**Data for the task:**
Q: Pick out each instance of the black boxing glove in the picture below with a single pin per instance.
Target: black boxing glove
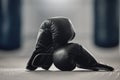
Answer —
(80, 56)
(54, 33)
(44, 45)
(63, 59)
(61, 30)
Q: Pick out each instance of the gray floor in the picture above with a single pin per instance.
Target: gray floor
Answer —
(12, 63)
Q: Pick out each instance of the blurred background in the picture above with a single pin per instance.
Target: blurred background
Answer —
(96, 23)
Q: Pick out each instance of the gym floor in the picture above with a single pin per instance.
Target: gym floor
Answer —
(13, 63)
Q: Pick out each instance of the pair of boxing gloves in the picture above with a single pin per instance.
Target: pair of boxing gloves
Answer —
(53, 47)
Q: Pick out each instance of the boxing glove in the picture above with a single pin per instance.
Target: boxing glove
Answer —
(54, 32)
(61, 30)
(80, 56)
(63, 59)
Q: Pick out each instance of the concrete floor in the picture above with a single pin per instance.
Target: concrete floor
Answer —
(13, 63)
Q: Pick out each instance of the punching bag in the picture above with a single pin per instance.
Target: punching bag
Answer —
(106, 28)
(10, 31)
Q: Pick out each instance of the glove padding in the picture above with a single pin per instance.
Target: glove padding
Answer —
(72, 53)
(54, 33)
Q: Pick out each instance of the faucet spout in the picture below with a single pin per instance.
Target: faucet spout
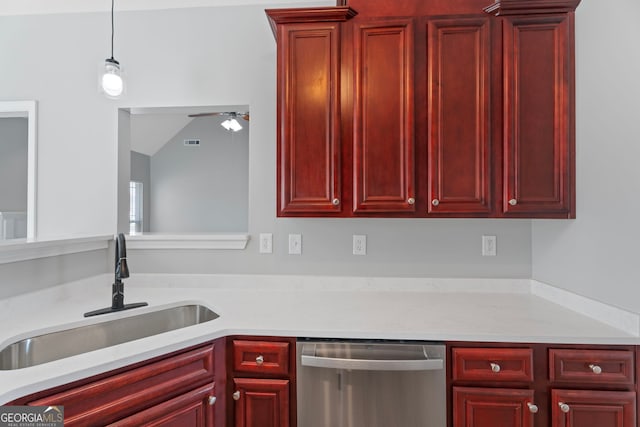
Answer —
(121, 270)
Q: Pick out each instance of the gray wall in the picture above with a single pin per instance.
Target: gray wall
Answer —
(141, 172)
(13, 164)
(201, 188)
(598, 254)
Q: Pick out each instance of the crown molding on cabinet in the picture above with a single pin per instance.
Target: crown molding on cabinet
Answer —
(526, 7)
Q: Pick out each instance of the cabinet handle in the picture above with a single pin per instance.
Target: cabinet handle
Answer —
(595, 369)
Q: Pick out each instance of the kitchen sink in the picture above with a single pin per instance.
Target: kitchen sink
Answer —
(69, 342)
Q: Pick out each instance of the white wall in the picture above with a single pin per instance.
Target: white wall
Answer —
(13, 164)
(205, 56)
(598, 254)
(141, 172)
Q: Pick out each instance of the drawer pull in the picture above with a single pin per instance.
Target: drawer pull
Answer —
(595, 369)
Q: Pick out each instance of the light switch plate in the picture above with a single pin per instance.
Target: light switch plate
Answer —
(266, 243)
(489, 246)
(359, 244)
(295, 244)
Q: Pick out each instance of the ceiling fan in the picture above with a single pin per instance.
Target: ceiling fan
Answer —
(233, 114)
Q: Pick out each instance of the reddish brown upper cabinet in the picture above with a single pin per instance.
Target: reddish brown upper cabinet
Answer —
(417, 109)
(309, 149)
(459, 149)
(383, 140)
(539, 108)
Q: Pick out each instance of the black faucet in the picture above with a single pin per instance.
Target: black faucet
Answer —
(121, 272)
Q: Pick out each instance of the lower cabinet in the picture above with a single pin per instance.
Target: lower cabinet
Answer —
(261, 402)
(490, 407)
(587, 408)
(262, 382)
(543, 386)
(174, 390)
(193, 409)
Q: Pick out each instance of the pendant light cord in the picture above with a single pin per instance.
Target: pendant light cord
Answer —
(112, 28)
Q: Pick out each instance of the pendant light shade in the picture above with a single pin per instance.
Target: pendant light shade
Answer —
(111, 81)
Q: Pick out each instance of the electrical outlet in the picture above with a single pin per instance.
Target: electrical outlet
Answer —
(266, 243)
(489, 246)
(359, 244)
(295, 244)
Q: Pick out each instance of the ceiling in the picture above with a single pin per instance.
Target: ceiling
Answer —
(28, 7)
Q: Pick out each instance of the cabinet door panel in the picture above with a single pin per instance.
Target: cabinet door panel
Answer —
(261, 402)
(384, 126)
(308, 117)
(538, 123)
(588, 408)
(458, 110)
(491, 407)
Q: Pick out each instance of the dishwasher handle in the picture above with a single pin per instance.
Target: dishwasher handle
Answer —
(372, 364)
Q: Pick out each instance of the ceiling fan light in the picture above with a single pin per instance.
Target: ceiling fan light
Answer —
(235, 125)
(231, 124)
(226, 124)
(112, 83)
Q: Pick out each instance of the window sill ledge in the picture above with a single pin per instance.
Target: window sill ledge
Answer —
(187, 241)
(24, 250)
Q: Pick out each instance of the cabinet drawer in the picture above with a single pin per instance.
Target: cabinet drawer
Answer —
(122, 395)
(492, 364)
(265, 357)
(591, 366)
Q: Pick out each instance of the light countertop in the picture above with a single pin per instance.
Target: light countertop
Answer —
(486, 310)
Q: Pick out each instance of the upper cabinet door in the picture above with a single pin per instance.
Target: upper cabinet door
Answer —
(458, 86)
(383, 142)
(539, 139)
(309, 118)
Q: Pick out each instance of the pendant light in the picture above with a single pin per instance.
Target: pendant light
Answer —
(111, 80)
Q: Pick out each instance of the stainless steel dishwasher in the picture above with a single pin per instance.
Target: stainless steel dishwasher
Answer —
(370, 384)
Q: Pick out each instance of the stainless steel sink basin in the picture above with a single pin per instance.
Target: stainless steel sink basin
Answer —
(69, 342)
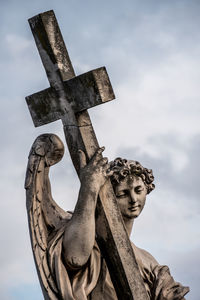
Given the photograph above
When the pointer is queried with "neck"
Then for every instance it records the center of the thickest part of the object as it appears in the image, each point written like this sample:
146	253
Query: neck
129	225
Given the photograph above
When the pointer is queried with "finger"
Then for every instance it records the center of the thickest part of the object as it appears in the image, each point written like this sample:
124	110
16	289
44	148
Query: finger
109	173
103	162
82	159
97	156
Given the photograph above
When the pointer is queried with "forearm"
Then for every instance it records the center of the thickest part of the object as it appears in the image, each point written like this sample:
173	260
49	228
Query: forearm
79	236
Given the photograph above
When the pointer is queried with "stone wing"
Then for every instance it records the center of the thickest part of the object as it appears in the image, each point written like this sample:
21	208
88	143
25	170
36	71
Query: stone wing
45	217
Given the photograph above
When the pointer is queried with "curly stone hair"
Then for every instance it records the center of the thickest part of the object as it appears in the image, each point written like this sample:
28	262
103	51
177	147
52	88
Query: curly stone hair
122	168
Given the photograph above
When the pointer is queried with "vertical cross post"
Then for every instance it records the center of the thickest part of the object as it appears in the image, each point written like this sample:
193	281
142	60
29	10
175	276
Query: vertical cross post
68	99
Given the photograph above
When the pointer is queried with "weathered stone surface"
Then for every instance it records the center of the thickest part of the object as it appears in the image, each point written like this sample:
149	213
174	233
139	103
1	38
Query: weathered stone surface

**Task objective:**
The answer consists of every line above in which the word "gray" occurs.

**Exercise result:**
Q: Pick out each instance of the gray floor in the picture above with a single pin per instance.
Target: gray floor
Q: Pick out each instance of the gray wall in the picture above with a single pin per instance.
Target: gray wall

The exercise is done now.